--- Provided entries ---
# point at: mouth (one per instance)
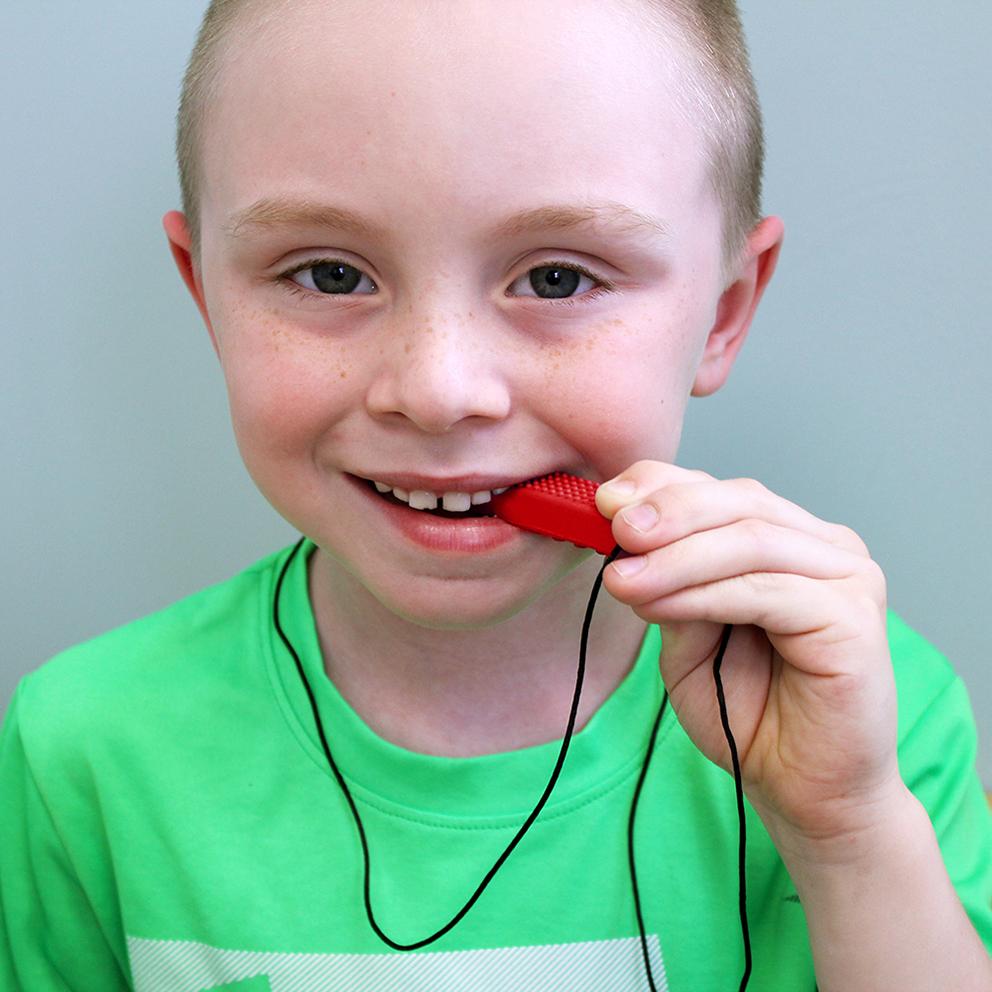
(447, 505)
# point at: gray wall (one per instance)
(862, 393)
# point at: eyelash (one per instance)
(605, 286)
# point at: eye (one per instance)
(328, 276)
(560, 280)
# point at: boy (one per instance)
(546, 222)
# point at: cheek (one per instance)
(282, 391)
(621, 392)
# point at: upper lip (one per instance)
(447, 484)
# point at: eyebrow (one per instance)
(268, 214)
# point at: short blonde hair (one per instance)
(719, 94)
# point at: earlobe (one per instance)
(180, 244)
(737, 305)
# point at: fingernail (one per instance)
(621, 487)
(641, 517)
(627, 567)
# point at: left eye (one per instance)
(556, 281)
(329, 277)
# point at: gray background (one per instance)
(861, 394)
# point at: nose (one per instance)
(439, 370)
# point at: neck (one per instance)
(438, 691)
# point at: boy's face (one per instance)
(442, 359)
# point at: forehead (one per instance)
(452, 105)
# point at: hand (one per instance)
(807, 675)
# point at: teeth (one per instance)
(454, 502)
(420, 499)
(457, 501)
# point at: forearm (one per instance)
(882, 913)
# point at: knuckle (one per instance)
(849, 538)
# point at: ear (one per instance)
(737, 305)
(180, 243)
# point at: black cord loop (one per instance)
(556, 771)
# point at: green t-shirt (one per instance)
(169, 824)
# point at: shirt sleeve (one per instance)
(937, 756)
(50, 937)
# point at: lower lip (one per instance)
(468, 536)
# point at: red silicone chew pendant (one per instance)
(558, 505)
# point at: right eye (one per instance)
(328, 276)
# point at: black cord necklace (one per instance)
(580, 675)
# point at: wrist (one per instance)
(866, 832)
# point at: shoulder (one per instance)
(148, 667)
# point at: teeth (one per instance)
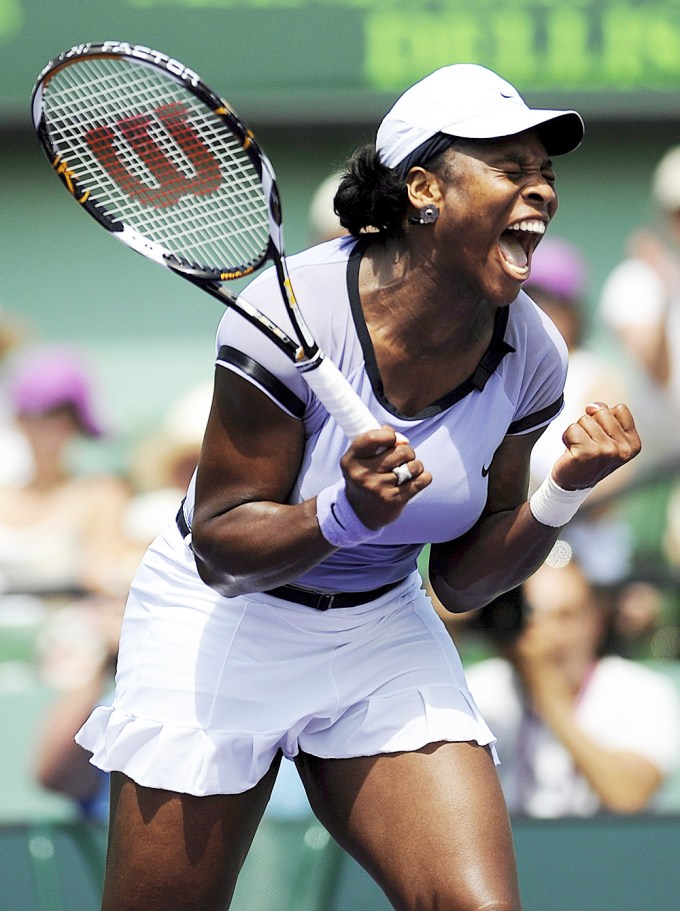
(531, 227)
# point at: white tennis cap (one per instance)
(472, 102)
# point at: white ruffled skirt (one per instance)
(208, 688)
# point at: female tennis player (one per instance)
(283, 614)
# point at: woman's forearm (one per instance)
(257, 546)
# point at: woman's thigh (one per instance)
(176, 851)
(430, 826)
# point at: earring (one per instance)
(427, 215)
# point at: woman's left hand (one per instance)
(596, 445)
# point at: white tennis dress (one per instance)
(208, 688)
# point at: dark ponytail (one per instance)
(371, 196)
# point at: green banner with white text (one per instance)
(331, 60)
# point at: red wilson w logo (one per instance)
(172, 183)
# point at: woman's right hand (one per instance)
(371, 484)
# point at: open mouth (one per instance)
(517, 244)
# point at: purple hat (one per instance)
(558, 267)
(51, 378)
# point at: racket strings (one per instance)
(150, 154)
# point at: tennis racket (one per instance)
(169, 169)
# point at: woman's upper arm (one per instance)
(252, 449)
(509, 472)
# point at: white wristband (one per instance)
(338, 522)
(552, 505)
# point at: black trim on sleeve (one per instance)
(279, 392)
(530, 421)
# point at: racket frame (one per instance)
(321, 374)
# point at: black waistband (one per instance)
(317, 600)
(329, 600)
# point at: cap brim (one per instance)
(560, 131)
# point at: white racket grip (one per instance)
(338, 397)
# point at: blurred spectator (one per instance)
(60, 530)
(60, 765)
(640, 303)
(324, 224)
(578, 731)
(601, 538)
(161, 468)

--- What you have to do ---
Present every line of the items above as a JSON list of strings, one string per line, with blank lines and the pictures omitted.

--- Completed exercise ---
[
  "# point at: mouth (one per instance)",
  "(447, 505)",
  "# point at: gray wall (one per instance)",
  "(862, 393)",
  "# point at: eyelash (one per instance)",
  "(605, 286)",
  "# point at: eye (one per instance)",
  "(328, 276)",
  "(560, 280)",
  "# point at: boy (one per instance)",
  "(546, 222)",
  "# point at: cheek (one per instance)",
  "(282, 391)",
  "(621, 392)",
  "# point at: upper lip (one per instance)",
  "(447, 484)",
  "# point at: eyebrow (one per instance)",
  "(268, 214)",
  "# point at: short blonde hair (one per instance)",
  "(719, 94)",
  "# point at: earlobe (one per instance)",
  "(180, 244)",
  "(737, 305)",
  "# point at: fingernail (one per instance)",
  "(621, 487)",
  "(641, 517)",
  "(627, 567)",
  "# point at: left eye (one per instance)",
  "(556, 281)",
  "(329, 277)",
  "# point at: gray background (one per instance)",
  "(861, 394)",
  "# point at: nose (one per instance)",
  "(439, 370)",
  "# point at: neck (one per instance)",
  "(438, 691)",
  "# point at: boy's face (one per instance)",
  "(442, 359)",
  "# point at: forehead (one per instance)",
  "(452, 105)",
  "# point at: hand (one per instance)",
  "(807, 675)",
  "# point at: teeth (one per instance)",
  "(454, 502)",
  "(420, 499)",
  "(457, 501)",
  "# point at: forearm (one per instance)",
  "(882, 913)",
  "# point at: knuckle (one per instance)",
  "(849, 538)",
  "# point at: ear (one per instance)",
  "(737, 305)",
  "(180, 243)",
  "# point at: black cord loop (one per instance)",
  "(556, 771)",
  "# point at: green t-shirt (one per instance)",
  "(169, 824)",
  "# point at: shirt sleeve (one per instance)",
  "(937, 756)",
  "(50, 937)",
  "# point at: lower lip (one per instance)",
  "(468, 536)",
  "# point at: red silicone chew pendant (one per instance)",
  "(558, 505)",
  "# point at: right eye (one per instance)",
  "(328, 276)",
  "# point at: black cord necklace (one per instance)",
  "(580, 675)",
  "# point at: wrist (one per instance)",
  "(866, 832)",
  "# point at: shoulder (one per instance)",
  "(148, 667)",
  "# point at: teeth (one per instance)",
  "(531, 227)",
  "# point at: white tennis cap (one per instance)",
  "(472, 102)",
  "# point at: white ruffled skirt (one per instance)",
  "(208, 688)",
  "# point at: female tennis player (one per instance)",
  "(283, 614)",
  "# point at: woman's forearm (one per instance)",
  "(257, 546)",
  "# point at: woman's thigh (one per instance)",
  "(176, 851)",
  "(430, 826)",
  "# point at: earring (one per instance)",
  "(427, 215)",
  "# point at: woman's left hand (one per instance)",
  "(596, 445)",
  "# point at: white tennis dress (one per instance)",
  "(208, 688)",
  "# point at: dark ponytail (one per instance)",
  "(371, 196)",
  "# point at: green banner with white text (one per instance)",
  "(331, 60)",
  "# point at: red wilson w logo (one per instance)",
  "(172, 183)",
  "# point at: woman's right hand (one per instance)",
  "(371, 484)",
  "# point at: open mouth (one per instance)",
  "(517, 244)",
  "# point at: purple hat (one per instance)",
  "(558, 267)",
  "(51, 378)",
  "# point at: racket strings (one per instance)",
  "(150, 154)",
  "# point at: tennis racket (one per instance)",
  "(169, 169)",
  "# point at: woman's upper arm (one per instance)",
  "(252, 449)",
  "(509, 472)",
  "# point at: white wristband (one per instance)",
  "(338, 522)",
  "(552, 505)",
  "# point at: black trim on sleeve (one per instance)",
  "(279, 392)",
  "(530, 421)",
  "# point at: racket frame (one per instance)",
  "(321, 374)",
  "# point at: black waistband (one per instance)",
  "(317, 600)",
  "(329, 600)",
  "# point at: cap brim (one per instance)",
  "(560, 131)",
  "# point at: white racket grip (one per instance)",
  "(338, 397)",
  "# point at: blurred spectator (one per instance)",
  "(60, 530)",
  "(60, 765)",
  "(640, 303)",
  "(324, 224)",
  "(578, 731)",
  "(601, 538)",
  "(161, 468)"
]